-- Input start --
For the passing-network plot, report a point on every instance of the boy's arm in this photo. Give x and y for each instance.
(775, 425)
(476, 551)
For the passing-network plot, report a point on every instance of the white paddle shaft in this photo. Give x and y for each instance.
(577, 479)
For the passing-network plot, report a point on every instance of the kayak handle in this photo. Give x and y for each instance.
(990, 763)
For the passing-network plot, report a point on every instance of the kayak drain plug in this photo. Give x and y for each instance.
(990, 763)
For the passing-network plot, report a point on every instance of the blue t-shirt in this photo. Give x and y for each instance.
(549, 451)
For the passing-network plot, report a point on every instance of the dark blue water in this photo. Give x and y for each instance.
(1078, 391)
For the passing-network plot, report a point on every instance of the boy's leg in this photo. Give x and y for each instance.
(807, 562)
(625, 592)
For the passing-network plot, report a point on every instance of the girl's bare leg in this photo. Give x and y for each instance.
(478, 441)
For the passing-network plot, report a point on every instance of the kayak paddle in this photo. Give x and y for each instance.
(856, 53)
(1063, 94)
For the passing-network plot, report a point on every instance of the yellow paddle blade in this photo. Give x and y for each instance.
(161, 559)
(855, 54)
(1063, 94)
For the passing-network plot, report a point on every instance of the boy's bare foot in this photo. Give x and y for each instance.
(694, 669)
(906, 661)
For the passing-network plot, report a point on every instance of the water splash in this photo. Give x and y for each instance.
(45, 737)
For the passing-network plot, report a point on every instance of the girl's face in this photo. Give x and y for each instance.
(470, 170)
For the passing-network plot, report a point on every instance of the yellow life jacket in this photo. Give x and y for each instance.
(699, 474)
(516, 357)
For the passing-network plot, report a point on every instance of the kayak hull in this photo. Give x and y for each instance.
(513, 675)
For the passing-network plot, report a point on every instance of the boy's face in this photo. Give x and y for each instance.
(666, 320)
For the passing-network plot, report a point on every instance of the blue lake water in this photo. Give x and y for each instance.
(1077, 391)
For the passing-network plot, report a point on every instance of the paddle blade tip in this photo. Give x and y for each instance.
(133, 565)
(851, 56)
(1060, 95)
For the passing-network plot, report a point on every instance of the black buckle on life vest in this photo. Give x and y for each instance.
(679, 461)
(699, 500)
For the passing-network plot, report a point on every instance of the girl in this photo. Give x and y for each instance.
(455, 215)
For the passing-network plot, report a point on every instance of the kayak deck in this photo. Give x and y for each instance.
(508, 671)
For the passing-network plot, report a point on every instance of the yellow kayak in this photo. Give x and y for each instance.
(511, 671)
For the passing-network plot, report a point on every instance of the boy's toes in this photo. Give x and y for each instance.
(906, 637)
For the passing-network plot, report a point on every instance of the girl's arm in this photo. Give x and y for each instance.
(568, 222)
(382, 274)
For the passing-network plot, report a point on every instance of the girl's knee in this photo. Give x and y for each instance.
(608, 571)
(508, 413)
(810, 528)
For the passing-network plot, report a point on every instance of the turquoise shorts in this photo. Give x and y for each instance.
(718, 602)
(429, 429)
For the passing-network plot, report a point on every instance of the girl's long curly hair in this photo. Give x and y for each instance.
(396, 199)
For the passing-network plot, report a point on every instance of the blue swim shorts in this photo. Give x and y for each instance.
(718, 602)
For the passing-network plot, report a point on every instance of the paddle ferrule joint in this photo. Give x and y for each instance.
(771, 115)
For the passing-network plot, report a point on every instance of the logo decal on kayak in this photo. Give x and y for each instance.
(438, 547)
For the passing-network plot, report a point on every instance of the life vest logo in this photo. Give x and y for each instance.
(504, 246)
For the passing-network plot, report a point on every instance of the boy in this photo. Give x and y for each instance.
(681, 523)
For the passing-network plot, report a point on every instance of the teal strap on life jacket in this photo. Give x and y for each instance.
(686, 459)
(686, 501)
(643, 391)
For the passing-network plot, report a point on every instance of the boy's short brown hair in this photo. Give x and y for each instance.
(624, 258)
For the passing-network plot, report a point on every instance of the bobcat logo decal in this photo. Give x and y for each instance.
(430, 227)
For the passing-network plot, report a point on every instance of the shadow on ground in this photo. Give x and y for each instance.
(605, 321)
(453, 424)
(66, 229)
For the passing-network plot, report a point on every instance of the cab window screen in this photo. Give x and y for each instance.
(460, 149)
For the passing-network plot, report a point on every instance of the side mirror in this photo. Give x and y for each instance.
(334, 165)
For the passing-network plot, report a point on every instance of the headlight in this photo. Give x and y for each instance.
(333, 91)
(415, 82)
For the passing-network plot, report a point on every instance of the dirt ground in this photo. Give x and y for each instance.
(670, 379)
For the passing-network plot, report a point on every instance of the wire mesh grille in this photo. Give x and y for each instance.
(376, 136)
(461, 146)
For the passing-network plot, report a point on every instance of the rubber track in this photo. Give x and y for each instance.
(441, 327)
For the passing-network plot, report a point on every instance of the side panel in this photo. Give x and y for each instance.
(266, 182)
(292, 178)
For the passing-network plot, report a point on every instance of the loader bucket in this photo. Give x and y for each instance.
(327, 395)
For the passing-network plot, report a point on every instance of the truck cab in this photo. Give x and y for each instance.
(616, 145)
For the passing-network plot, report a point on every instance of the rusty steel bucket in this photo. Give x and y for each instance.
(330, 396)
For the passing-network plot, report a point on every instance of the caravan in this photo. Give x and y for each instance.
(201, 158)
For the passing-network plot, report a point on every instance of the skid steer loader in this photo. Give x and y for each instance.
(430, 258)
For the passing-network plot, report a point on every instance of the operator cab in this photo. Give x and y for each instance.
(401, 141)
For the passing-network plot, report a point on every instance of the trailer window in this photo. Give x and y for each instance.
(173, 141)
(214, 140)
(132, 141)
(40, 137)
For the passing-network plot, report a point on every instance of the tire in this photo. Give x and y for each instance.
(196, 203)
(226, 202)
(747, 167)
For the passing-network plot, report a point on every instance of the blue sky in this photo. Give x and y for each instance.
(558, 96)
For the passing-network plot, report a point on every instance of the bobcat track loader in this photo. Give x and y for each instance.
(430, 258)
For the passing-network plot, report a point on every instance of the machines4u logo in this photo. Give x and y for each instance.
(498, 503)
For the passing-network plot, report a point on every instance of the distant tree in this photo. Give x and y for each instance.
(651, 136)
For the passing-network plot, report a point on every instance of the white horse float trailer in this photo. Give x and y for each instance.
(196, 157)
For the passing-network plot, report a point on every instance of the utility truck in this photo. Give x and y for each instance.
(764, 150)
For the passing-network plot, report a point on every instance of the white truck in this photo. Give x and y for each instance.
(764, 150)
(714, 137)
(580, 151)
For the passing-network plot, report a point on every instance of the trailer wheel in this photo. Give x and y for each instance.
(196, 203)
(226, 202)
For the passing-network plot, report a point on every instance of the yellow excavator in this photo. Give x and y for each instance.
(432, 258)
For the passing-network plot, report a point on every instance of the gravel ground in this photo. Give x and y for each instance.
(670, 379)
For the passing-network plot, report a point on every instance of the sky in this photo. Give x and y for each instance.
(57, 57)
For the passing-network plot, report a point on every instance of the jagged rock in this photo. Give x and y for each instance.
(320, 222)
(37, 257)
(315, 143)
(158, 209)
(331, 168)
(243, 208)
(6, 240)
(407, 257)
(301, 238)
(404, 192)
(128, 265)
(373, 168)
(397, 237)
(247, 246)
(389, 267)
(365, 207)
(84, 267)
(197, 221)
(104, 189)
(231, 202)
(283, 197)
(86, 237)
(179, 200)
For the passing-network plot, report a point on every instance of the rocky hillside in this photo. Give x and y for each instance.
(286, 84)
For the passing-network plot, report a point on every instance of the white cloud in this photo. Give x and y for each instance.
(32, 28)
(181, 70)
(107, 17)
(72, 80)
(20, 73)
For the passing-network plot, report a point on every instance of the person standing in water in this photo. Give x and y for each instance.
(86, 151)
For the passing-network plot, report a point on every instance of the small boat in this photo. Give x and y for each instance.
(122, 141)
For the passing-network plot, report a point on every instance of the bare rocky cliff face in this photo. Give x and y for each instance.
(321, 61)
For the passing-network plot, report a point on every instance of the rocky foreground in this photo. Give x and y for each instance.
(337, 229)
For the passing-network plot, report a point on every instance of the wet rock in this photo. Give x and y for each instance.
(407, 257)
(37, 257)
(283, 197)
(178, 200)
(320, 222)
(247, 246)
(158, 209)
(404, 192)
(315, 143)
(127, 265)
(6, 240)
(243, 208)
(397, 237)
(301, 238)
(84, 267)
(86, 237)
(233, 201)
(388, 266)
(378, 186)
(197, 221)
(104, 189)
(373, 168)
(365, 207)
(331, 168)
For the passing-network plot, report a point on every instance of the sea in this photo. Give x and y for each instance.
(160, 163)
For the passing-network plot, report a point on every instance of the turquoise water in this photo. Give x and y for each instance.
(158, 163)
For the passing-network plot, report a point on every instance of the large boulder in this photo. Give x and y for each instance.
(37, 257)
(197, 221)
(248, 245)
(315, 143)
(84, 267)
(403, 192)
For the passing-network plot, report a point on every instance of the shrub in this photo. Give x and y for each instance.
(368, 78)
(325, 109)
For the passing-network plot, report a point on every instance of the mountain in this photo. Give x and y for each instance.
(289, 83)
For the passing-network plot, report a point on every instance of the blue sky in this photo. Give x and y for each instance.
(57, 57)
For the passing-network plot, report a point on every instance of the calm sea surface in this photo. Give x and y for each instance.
-- Input end --
Written exercise — Transcribe exactly the line containing "of the bare" and all remaining lines of the material, ending with the last one.

Exercise solution —
For the passing-network plot, report a point on every instance of the bare rocky cliff face in this photo. Give x and y for each instance.
(321, 61)
For the passing-network plot, report a point on every instance of the rocky foreground in this photo. Give x and y for each instance.
(337, 229)
For the passing-network plot, report a point on every instance of the wet rock in this photo. Give x and y for each instance.
(407, 257)
(37, 257)
(283, 197)
(178, 200)
(320, 222)
(247, 246)
(158, 209)
(404, 192)
(315, 143)
(127, 265)
(6, 240)
(243, 208)
(397, 237)
(301, 238)
(84, 267)
(86, 237)
(233, 201)
(388, 266)
(378, 186)
(197, 221)
(104, 189)
(373, 168)
(365, 207)
(331, 168)
For the passing-network plot, report a point on every instance of the sea in this photo. Give x and y for each instance.
(160, 163)
For the passing-network plot, report a point on every instance of the turquoise water in this photo. Give x and y for each instance.
(158, 163)
For the passing-network plot, report a point on every instance of the large boulder in this photo. Give x and y for each instance.
(37, 257)
(197, 221)
(248, 245)
(315, 143)
(84, 267)
(403, 192)
For the passing-network plot, report a point on every instance of the shrub in this photo. Give x and y for each instance.
(368, 78)
(325, 109)
For the passing-network plot, report a point on every instance of the mountain in this photo. Give x and y for each instance.
(289, 83)
For the passing-network plot, report a point on every instance of the blue sky in this photo. Give x and y for each instance.
(57, 57)
For the passing-network plot, report a point on every instance of the calm sea surface in this photo. Give x and y for each instance.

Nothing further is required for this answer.